■ **Given passage**

# Look What I Got Today ;0)



## bopeep (Apr 2, 2007)

This is what I found today at the Grifton Mission's weekly garage sale :dance:.....paid $45.00 ......it sews good .....it needs a good cleaning.....and look at all the stuff that was in the drawers.....it is a Singer Stylist Zig-Zag 776.....does anybody know anything about this machine?
bopeep


----------



## HorseMom (Jul 31, 2005)

Great find! Did the cabinet come with it?
Heidi


----------



## Texasgirl (Sep 13, 2005)

Very nice!


----------



## bopeep (Apr 2, 2007)

Thanks, Ladies...and yes the cabinet came with it...:nanner::nanner::nanner:
bopeep


----------



## Faith (Jun 13, 2008)

That is beautiful!


----------



## Texasgirl (Sep 13, 2005)

Wow you got a fantastic deal.
Great looking cabinet also.


----------



## Katskitten (Aug 5, 2010)

Oh My ! Looks like you got a whopper of a deal. Nice find for sure.


----------



## Texasdirtdigger (Jan 17, 2010)

Wowzers!!!! Good for you!!!


----------



## CJ (May 10, 2002)

Cool, what a great buy!


----------



## Tinker (Apr 5, 2004)

Beautiful cabinet. Hope it sews well for you.


----------



## AngieM2 (May 10, 2002)

Congratulations. What a wonderful deal. Happy sewing.

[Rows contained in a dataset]
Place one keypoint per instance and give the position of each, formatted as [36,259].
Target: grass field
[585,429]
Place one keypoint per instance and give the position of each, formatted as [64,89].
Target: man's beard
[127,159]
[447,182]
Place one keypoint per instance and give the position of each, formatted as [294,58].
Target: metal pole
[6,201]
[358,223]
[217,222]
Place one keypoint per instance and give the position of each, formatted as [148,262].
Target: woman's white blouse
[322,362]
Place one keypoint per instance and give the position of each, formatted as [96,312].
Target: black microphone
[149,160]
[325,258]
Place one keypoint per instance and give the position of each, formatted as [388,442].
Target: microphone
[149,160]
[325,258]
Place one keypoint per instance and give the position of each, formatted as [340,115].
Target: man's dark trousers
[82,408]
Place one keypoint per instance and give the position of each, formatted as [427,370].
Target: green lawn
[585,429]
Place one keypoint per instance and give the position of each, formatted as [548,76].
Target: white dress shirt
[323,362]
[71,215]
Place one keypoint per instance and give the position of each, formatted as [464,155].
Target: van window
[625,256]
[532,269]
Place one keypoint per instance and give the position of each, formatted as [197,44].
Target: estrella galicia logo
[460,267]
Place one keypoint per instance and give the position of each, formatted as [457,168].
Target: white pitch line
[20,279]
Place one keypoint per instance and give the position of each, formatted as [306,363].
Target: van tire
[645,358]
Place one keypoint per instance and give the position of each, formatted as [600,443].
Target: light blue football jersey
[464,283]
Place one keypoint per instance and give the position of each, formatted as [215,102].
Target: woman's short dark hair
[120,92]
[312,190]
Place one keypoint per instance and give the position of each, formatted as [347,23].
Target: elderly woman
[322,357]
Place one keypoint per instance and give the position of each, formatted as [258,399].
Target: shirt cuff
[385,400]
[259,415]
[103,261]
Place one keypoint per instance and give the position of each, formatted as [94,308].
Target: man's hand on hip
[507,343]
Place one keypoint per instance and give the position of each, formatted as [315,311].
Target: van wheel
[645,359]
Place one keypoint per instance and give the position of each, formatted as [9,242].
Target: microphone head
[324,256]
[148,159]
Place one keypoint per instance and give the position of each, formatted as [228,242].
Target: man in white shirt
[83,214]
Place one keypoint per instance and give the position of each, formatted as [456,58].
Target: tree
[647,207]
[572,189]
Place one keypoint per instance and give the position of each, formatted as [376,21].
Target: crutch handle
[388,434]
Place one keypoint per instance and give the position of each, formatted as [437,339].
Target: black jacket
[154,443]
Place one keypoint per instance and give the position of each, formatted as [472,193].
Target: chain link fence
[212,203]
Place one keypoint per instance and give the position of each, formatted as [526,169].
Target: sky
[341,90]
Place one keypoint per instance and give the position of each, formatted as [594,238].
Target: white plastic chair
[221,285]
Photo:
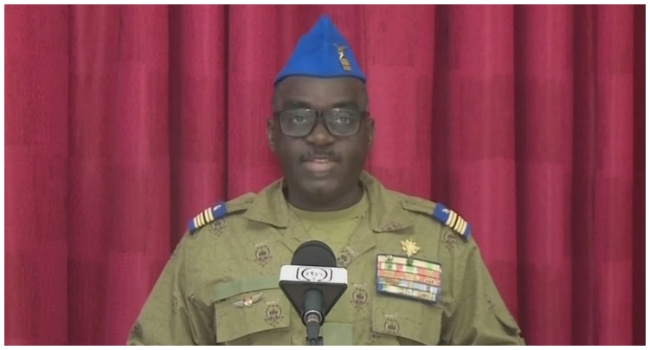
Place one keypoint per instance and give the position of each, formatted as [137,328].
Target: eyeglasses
[338,121]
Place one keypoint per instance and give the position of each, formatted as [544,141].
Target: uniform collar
[386,211]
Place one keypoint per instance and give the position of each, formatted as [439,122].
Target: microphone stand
[313,330]
[313,317]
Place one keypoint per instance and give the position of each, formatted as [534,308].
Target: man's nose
[320,135]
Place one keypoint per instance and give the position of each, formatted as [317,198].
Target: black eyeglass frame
[321,117]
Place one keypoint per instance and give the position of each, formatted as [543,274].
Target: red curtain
[122,122]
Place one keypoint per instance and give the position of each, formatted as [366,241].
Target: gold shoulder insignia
[453,220]
[219,211]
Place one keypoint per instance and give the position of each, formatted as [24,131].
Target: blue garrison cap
[324,53]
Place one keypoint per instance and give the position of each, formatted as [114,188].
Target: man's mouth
[319,165]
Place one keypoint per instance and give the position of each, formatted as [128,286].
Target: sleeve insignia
[453,220]
[208,216]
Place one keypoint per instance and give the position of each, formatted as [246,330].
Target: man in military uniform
[415,275]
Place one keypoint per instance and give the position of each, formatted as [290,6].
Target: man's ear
[270,125]
[371,131]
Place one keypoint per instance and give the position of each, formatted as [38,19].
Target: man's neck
[345,201]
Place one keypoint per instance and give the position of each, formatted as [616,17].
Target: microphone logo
[314,274]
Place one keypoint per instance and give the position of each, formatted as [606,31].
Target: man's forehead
[321,92]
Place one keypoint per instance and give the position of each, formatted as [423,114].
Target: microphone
[313,284]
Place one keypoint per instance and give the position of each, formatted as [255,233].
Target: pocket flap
[254,305]
[416,321]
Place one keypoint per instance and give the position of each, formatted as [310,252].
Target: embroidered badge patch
[408,277]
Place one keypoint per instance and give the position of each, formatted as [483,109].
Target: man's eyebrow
[346,104]
[302,104]
[296,104]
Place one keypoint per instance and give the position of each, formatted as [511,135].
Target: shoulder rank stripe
[207,216]
[453,220]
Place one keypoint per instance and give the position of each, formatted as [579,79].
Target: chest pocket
[412,322]
[252,306]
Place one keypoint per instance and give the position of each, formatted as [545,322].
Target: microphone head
[314,253]
[313,268]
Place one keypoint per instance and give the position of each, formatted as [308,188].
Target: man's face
[321,167]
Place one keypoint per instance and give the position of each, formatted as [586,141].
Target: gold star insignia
[410,247]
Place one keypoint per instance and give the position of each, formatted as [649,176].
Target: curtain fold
[123,121]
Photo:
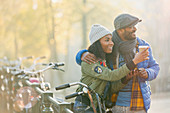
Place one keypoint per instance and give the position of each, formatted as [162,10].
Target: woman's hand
[141,56]
[88,58]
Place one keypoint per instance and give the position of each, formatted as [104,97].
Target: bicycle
[87,90]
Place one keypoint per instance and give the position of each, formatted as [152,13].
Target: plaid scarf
[136,98]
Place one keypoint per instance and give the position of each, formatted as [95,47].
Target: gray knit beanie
[97,31]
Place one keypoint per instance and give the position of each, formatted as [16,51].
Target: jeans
[124,109]
[82,105]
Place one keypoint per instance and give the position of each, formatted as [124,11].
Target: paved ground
[160,103]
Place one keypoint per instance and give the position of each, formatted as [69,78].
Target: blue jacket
[151,66]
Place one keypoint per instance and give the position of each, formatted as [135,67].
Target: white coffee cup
[141,48]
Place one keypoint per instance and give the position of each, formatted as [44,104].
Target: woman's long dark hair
[97,50]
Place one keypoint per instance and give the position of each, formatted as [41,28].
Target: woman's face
[107,43]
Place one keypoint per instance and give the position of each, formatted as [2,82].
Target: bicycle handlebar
[73,95]
[72,84]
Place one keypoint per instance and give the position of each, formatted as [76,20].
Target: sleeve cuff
[78,56]
[124,81]
[131,65]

■ **Requests**
#1 Translate this sentence from the sewing machine thread into Spanish: "Wow you got a fantastic deal."
#2 From the sewing machine thread, write out the passage that begins at the words "This is what" and stops after "about this machine?", substituting "rummage sale" for "garage sale".
#3 Answer these questions using the sewing machine thread.
(a) How much was paid for the sewing machine?
(b) What make and model is the machine?
(c) Did the cabinet come with the machine?

■ **Solutions to the tasks**
#1 ¡Vaya, conseguiste una oferta fantástica!

#2
This is what I found today at the Grifton Mission's weekly rummage sale :dance:.....paid $45.00 ......it sews good .....it needs a good cleaning.....and look at all the stuff that was in the drawers.....it is a Singer Stylist Zig-Zag 776.....does anybody know anything about this machine?

#3
(a) $45.00
(b) A Singer Stylist Zig-Zag 776
(c) Yes, the cabinet came with it.